**Problem to solve:** Every word in the data below belongs in your copy, exactly as given; the pictures do not.

**Data for analysis:**
-- -- --

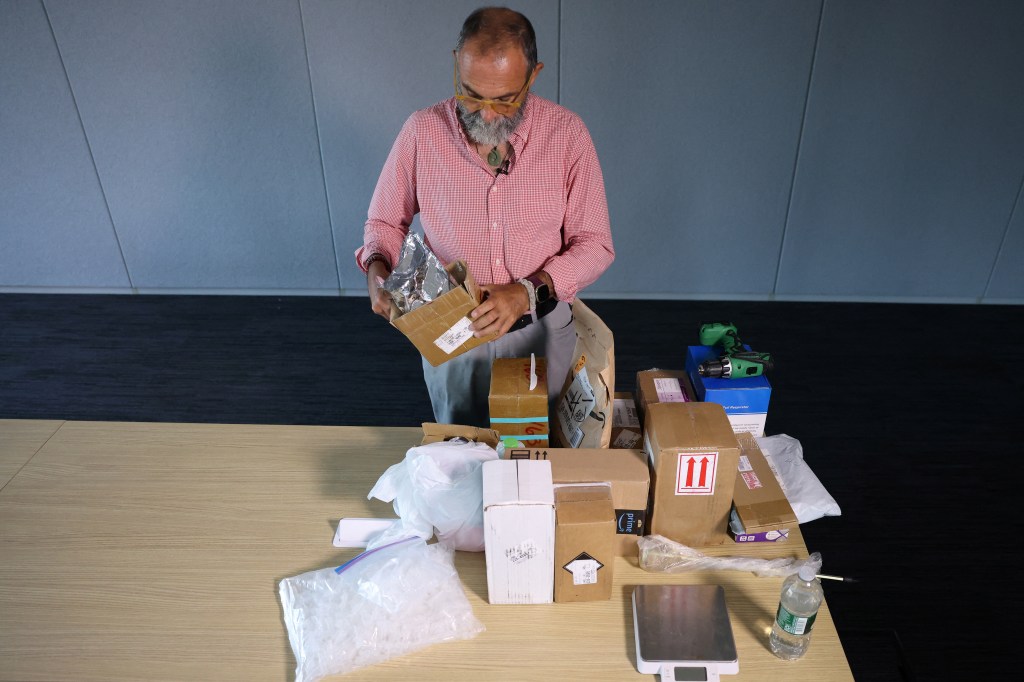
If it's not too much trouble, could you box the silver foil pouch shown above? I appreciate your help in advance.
[383,232,454,315]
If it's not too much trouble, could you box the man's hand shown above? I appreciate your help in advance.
[471,283,530,338]
[367,260,393,320]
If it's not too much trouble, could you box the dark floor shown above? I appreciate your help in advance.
[2,293,1021,680]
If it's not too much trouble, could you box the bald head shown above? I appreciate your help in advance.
[456,7,538,73]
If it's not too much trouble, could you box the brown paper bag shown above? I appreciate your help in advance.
[553,300,614,448]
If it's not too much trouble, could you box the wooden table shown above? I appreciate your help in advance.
[0,420,853,681]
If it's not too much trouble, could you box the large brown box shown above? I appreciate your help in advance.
[643,402,741,547]
[554,485,615,603]
[731,432,797,542]
[489,357,549,448]
[505,447,649,555]
[390,260,496,367]
[635,369,695,427]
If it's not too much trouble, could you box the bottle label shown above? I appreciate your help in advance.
[776,604,818,636]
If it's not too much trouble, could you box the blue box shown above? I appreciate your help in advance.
[684,346,771,436]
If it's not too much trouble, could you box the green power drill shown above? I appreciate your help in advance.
[697,322,774,379]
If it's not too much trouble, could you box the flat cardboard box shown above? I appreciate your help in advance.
[553,299,614,448]
[684,345,771,436]
[420,422,501,449]
[505,447,649,555]
[482,459,555,604]
[643,402,741,547]
[635,369,695,428]
[390,260,496,367]
[554,485,615,603]
[730,432,796,543]
[610,392,643,449]
[489,356,549,448]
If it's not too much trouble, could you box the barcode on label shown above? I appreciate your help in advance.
[433,316,474,354]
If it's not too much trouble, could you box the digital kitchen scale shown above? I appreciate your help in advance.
[632,585,739,682]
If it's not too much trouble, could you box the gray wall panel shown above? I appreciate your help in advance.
[302,0,560,291]
[778,0,1024,298]
[0,0,128,288]
[45,0,336,290]
[986,183,1024,300]
[561,0,821,296]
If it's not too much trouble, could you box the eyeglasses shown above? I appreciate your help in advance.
[453,51,532,117]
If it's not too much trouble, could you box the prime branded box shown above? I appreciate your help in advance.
[505,447,649,556]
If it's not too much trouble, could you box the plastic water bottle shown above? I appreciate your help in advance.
[769,562,824,660]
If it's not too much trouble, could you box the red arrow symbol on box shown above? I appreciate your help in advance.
[698,457,709,487]
[685,457,695,487]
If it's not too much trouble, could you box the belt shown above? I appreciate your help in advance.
[508,297,558,333]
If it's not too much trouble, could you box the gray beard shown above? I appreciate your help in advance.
[456,95,527,148]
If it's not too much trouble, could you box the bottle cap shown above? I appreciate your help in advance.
[798,564,817,581]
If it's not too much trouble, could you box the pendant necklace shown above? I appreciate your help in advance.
[486,146,502,167]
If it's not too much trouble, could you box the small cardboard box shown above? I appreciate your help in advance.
[489,356,549,448]
[505,447,649,555]
[482,459,555,604]
[730,432,796,543]
[610,392,643,449]
[420,422,501,449]
[390,260,496,367]
[643,402,741,547]
[635,369,695,427]
[684,346,771,437]
[553,299,614,449]
[554,485,615,603]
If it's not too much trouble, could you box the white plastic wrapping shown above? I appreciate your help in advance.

-- -- --

**Your response:**
If it's not too much trouble, could you box the silver foil pouch shown above? I appreciate your help in advance.
[383,232,454,315]
If it's not too much trouble, could you box the man's hand shown above? I appreciate your help in advance.
[471,283,530,338]
[367,260,393,320]
If it's not too much trouble, could you box the dark floor shown above? I appreciate your help in advance.
[2,293,1021,680]
If it's not too much trouble, could you box the bald head shown above? I appreciate your help in advance.
[456,7,538,73]
If it's not too much trouble, could you box the brown paper bag shown above? I appreciate your help in advance.
[553,300,614,448]
If it's not too much trouble, could you box the wooden table shown above? I appreciate your help in advance.
[0,420,853,681]
If it's not too much trouble, could you box the large brown box shown above? I appreciate your help in advance.
[643,402,741,547]
[554,485,615,603]
[731,432,797,542]
[489,357,549,448]
[505,447,649,555]
[390,260,496,367]
[635,369,695,427]
If it's not too much trouble, could you box the bottle label shown above? I appreciate your help in advance.
[776,604,818,636]
If it's not too much trouble, could you box the blue box shown above? I appreciate your help in advance.
[684,346,771,436]
If it's not too much trouble, could you box the green power drill shown above? I appreciate your help in advance.
[697,322,774,379]
If it's not too much trouble, could you box the flat cardboard box shown above? I appreciate your help in advance.
[553,299,614,448]
[684,345,771,436]
[420,422,501,449]
[505,447,649,555]
[482,459,555,604]
[643,402,741,547]
[635,369,695,428]
[390,260,496,367]
[554,485,615,603]
[730,432,796,543]
[610,392,643,449]
[489,356,549,448]
If it's not too much trouble, could you box the barcode on label shown above? I appreciate your help in advance.
[433,316,474,354]
If it's not too much trouble, could you box the digital kitchen scale shown above? I appreciate your help in advance.
[632,585,739,682]
If it's not too much trouble, could you box the gray wall panel shown above? I appreciate your help in advance.
[302,0,560,291]
[778,0,1024,298]
[0,0,128,288]
[45,0,336,290]
[986,183,1024,300]
[561,0,821,296]
If it's not too much trouble, could you box the eyeglasses shown above? I appreciate your help in advance.
[453,51,532,117]
If it's not too much trouble, could you box the prime branded box shown above? I appreciate your help in advance.
[505,447,649,556]
If it's not too much trouble, could you box the plastic water bottle shown above? I appreciate your help in advance.
[769,562,824,660]
If it's not too much trouble, could you box the red arrow symbol on box shown above? I appreciate your help in advance.
[698,457,709,487]
[685,457,695,487]
If it's not too much trouble, could you box the belt shown above? I appreciate your help in advance.
[508,297,558,333]
If it's not too much trouble, could you box the gray beard shown above? I appreciate your help in advance.
[456,95,527,148]
If it's not too much trouble, could you box the bottle cap shown above? I appreciate your help in advance.
[798,564,817,581]
If it's not too much trouble, could you box the pendant necklace shown above? I appreciate your help in advance.
[486,146,502,167]
If it's not too much trouble, could you box the small cardboard box shown above? I appreciate your help in advance.
[489,356,549,448]
[505,447,649,555]
[482,459,555,604]
[730,432,796,543]
[610,392,643,449]
[420,422,501,449]
[390,260,496,367]
[643,402,741,547]
[635,369,695,427]
[684,346,771,437]
[553,299,614,449]
[554,485,615,603]
If it's not too much trouble, could you box the white plastic wrapping shown above? I appreciate your help in advance.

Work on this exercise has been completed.